### TEXT BLOCK
On offense, the Purples had obvious weapons – dangerous dual-threat quarterback Conner Cooper, punishing running back Javy Bunton, massive Kentucky-bound tight end Jordan Dingle and tough-as-nails wideout Eli Burwash among them, all benefitting from a rock-solid offensive line.
Perhaps overshadowed a bit, despite posting three shutouts in the regular season, was Bowling Green’s defense. In the playoffs, that group completely took command. After opening with a 35-7 win over Greenwood, the Purples earned a rematch with arch-rival South Warren – a team that beat Bowling Green 10-7 in the regular season.
In the second go-around, the Purples forced a staggering eight turnovers to knock off the previously unbeaten Spartans 41-24 and earn one last home game at El Donaldson Stadium.
Bowling Green sent its venerated venue out in style with a 55-7 win over North Bullitt – forcing six more turnovers – to move on to the state semifinals.
Up next – Covington Catholic, the defending state champion and the team that knocked the Purples out of the playoffs the year before.
The Purples came up with six more turnovers en route to a 20-0 road shutout victory, earning that shot against Owensboro for the championship.

Point location data
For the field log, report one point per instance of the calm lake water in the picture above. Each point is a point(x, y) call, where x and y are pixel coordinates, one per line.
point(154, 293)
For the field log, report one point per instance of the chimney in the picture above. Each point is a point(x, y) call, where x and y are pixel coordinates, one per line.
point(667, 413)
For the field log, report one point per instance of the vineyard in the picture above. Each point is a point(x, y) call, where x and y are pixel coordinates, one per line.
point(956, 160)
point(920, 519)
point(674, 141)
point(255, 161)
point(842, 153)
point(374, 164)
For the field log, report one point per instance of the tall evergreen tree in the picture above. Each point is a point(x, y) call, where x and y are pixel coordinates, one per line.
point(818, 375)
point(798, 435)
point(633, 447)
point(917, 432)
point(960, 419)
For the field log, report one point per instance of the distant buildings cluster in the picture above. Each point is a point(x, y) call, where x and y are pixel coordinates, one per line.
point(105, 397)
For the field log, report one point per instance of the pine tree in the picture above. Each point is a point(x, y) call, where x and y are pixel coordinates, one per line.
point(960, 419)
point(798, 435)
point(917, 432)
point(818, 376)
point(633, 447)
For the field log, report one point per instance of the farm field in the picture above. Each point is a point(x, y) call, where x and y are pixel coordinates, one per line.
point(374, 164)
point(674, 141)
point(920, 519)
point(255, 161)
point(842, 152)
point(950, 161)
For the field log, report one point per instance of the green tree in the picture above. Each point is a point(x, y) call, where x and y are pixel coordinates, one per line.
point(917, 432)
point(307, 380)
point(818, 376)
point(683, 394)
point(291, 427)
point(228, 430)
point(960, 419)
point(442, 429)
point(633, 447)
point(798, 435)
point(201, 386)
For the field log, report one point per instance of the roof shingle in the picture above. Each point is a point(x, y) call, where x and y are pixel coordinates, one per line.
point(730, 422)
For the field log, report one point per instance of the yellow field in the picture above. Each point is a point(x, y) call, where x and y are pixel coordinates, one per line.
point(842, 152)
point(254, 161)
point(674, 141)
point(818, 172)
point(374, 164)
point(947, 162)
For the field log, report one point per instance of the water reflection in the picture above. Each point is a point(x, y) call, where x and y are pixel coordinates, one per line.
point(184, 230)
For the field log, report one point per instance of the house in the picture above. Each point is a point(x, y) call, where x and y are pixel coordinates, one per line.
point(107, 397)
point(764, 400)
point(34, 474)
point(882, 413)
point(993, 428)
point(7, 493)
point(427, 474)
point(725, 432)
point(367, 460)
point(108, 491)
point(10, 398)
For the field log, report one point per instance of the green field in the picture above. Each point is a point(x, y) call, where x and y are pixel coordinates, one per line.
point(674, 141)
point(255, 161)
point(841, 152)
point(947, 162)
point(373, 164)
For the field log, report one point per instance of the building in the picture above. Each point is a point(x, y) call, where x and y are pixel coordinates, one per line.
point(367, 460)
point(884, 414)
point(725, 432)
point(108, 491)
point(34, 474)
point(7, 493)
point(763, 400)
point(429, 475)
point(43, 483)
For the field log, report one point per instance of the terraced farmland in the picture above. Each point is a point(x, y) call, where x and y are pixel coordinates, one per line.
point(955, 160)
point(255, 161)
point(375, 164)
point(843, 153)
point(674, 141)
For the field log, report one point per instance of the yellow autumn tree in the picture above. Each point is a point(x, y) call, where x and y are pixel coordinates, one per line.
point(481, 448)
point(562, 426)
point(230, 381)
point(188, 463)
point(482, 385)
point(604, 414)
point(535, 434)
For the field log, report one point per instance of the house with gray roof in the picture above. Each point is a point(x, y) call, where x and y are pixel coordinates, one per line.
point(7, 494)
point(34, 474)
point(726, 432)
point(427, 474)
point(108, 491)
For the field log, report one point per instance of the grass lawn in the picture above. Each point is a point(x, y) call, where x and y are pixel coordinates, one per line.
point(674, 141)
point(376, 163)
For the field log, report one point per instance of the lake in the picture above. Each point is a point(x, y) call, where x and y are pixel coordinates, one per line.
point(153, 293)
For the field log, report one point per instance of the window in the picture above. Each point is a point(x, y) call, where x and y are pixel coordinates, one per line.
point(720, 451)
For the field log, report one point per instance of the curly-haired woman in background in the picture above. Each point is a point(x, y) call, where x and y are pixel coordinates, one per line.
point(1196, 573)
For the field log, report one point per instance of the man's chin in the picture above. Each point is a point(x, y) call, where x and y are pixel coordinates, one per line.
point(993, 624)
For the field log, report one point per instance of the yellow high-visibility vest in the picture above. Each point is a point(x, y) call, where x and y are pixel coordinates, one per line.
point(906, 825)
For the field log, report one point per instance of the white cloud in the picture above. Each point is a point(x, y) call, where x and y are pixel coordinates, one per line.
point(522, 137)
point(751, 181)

### HOW TO COMPLETE THIS TASK
Write out the passage above about Bowling Green's playoff run word for word, beginning at the words "Bowling Green sent" and stopping after "the state semifinals.".

### ANSWER
Bowling Green sent its venerated venue out in style with a 55-7 win over North Bullitt – forcing six more turnovers – to move on to the state semifinals.